=== KUTIPAN TERPILIH ===

Bisnis.com, TANGERANG - Satuan Kerja Khusus Pelaksana Kegiatan Usaha Hulu Minyak dan Gas Bumi (SKK Migas) mengungkapkan strategi khusus untuk mendorong peningkatan produksi minyak dalam negeri guna mewujudkan target produksi 1 juta barel minyak per hari (bopd).
Kepala SKK Migas Dwi Soetjipto mengatakan, pihaknya bakal terus mendorong pengembangan potensi minyak di area terbuka maupun yang sudah menjadi wilayah kerja (WK).
“Seperti misalnya kita lihat saat ini yang sudah dalam proyek adalah Forel oleh Medco, yang sebenarnya tadinya diharapkan tahun yang lalu sudah onstream. Tahun ini kita dorong supaya dia segera onstream,” kata Dwi saat ditemui setelah agenda Indonesia Petroleum Association Conference and Exhibition (IPA Convex) 2024 di ICE BSD, Selasa (14/5/2024).

=== INFORMASI YANG DIBERIKAN ===

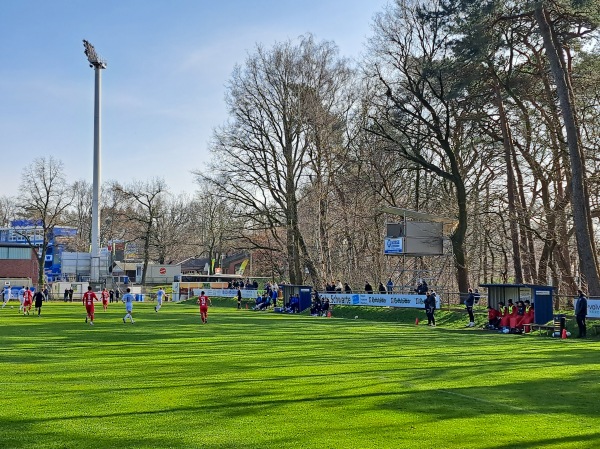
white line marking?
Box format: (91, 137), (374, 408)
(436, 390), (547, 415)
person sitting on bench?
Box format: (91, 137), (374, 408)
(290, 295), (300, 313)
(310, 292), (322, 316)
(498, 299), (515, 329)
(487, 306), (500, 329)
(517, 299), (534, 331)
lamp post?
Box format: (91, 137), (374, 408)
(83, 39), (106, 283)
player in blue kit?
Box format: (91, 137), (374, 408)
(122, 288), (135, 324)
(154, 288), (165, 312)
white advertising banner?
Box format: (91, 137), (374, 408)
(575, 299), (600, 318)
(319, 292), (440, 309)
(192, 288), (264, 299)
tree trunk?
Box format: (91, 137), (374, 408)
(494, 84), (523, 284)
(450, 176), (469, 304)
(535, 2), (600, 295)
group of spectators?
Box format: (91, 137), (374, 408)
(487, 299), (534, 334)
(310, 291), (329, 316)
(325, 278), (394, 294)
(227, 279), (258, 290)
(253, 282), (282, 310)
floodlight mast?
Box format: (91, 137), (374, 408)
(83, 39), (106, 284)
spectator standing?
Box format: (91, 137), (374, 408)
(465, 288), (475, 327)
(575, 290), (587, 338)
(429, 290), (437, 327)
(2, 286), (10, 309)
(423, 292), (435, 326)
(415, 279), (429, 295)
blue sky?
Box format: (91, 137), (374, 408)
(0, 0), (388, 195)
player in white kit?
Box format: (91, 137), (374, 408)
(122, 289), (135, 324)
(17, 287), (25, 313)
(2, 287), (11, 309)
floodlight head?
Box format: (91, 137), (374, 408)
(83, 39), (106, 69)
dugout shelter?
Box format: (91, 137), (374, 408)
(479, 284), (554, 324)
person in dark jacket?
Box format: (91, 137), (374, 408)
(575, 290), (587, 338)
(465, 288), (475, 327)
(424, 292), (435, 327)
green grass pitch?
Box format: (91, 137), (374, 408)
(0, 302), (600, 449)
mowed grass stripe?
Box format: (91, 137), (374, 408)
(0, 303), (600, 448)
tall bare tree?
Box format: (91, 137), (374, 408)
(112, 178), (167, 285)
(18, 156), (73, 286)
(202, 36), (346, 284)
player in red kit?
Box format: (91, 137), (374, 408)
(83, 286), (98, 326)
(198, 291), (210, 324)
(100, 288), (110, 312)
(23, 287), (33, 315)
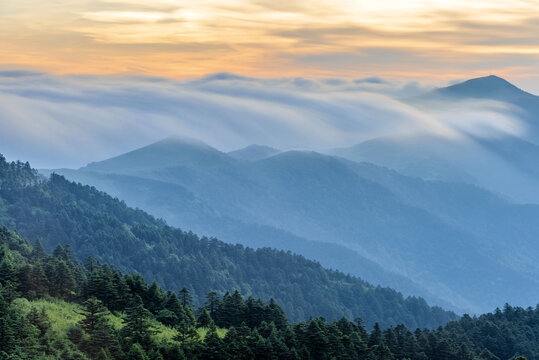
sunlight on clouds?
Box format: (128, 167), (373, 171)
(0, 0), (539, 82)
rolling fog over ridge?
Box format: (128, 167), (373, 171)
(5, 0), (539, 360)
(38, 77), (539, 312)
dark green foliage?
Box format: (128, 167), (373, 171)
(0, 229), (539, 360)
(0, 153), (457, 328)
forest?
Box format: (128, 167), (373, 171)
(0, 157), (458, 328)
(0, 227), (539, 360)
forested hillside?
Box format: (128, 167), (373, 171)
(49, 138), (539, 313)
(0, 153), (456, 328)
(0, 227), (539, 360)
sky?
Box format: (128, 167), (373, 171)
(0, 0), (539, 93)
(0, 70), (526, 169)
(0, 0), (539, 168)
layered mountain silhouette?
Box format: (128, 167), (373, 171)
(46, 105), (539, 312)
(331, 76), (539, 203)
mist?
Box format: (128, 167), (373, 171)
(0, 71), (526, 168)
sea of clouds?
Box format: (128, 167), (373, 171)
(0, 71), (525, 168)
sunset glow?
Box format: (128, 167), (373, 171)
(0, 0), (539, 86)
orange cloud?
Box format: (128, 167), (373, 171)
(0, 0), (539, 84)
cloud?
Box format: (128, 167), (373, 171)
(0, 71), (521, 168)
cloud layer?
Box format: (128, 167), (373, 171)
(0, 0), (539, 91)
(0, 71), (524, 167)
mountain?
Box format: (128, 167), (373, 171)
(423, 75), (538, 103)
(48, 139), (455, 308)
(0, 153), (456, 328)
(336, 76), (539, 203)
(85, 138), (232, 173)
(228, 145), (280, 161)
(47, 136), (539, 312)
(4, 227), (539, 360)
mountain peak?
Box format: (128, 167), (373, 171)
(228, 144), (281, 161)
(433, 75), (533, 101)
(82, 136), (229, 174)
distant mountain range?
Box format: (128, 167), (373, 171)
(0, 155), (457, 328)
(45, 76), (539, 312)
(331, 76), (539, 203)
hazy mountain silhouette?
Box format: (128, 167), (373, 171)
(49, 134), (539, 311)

===

- [PETUNJUK PENGERJAAN]:
Sebutkan semua singkatan yang ditulis di dalam tanda kurung pada kutipan terpilih. Sertakan juga kepanjangan masing-masing singkatan.

- [KOTAK JAWABAN]:
1. SKK Migas: Satuan Kerja Khusus Pelaksana Kegiatan Usaha Hulu Minyak dan Gas Bumi
2. bopd: barel minyak per hari
3. WK: wilayah kerja
4. IPA Convex: Indonesia Petroleum Association Conference and Exhibition